→ **MATERIAL FOR THIS TASK**:
+-------+

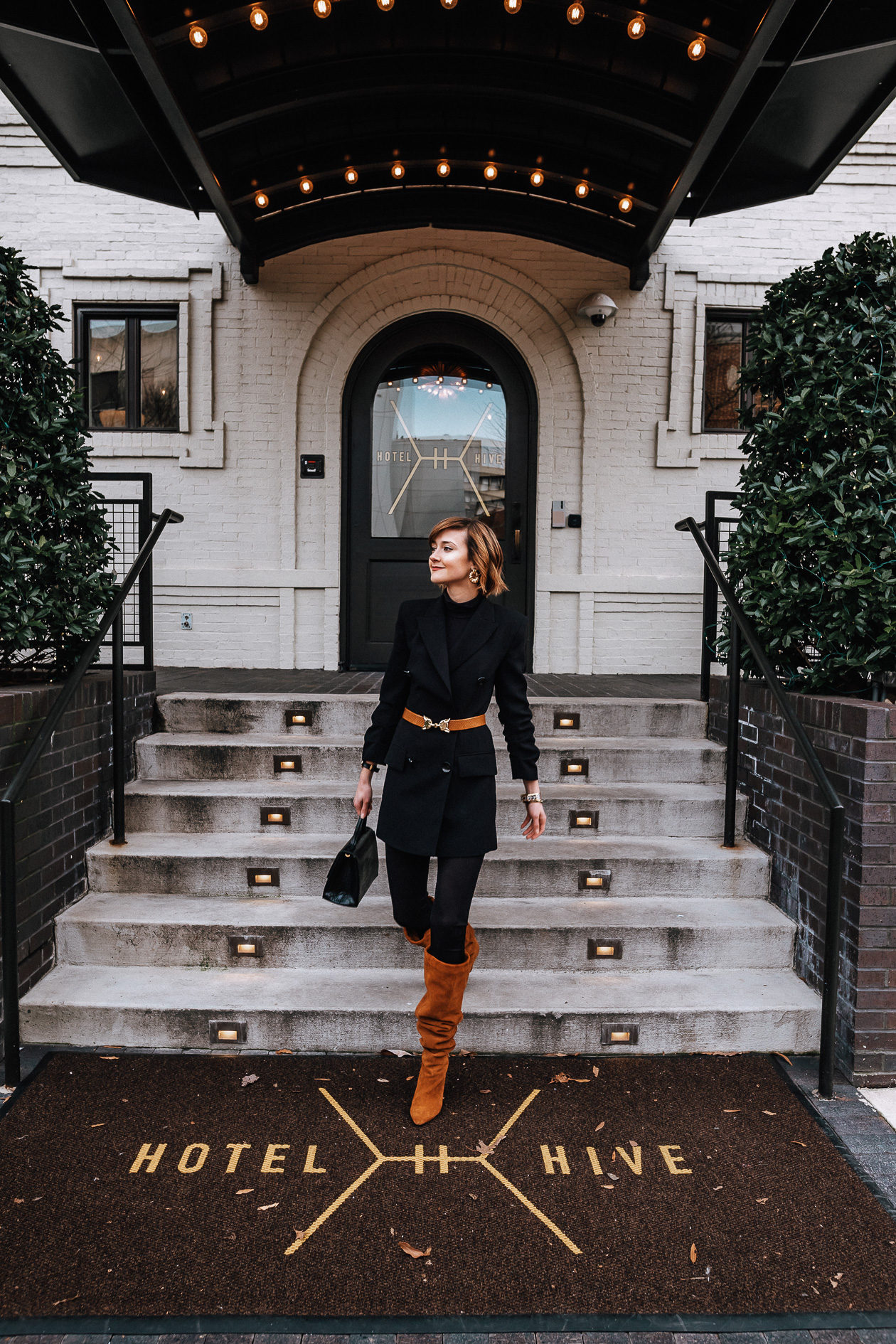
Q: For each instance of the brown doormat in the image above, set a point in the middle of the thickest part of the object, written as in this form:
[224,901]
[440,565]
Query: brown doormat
[258,1185]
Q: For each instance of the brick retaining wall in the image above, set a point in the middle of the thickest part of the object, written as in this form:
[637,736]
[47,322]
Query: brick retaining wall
[68,804]
[856,744]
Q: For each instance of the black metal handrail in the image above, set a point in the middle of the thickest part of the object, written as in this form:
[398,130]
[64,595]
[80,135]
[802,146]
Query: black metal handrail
[12,794]
[742,625]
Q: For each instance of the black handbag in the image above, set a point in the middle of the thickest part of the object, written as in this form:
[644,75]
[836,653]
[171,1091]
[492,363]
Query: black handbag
[353,868]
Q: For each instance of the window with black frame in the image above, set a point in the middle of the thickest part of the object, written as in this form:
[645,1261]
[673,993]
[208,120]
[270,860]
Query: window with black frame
[128,367]
[723,398]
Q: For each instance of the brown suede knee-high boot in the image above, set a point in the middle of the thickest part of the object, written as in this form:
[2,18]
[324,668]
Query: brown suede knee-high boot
[438,1015]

+-------+

→ **TASK GOAL**: Reproduce the material above in full and without alteration, but skip all pictures.

→ **TASK RESPONSE**:
Q: For each instance of the brown doormat in the image above, set a point in the middle of the thickest part of the object, written as in this form:
[224,901]
[440,565]
Query: brown doormat
[258,1185]
Q: For each instance of the brick retaining wall in the image above, set a point in the middle of the thickest part of the object, written as in this form:
[637,736]
[47,322]
Query: brick retaining wall
[68,804]
[856,744]
Q: For each instance of the black metal handrail in the image above, set a point in the middle of the thickest part of the object, written as in this form:
[398,130]
[64,595]
[80,135]
[802,146]
Query: black metal handrail
[12,794]
[742,625]
Q: For each instance of the black handbag in the image above, set a point in the middle of the thickest part of the object, written as in this form:
[644,75]
[836,653]
[171,1091]
[492,363]
Query: black handbag
[353,868]
Q: For each instance of the window with black frame in the image above, set a point in the middle of the thickest part of the object, written as in this form:
[645,1261]
[673,993]
[208,120]
[270,860]
Query: window with black frame
[128,367]
[723,398]
Q: For each instance of the brown suede knee-high boot in the image above, set a point in the middle of the thickest part of the object, written as in this form:
[2,18]
[324,668]
Query: brown suede knee-high boot
[438,1015]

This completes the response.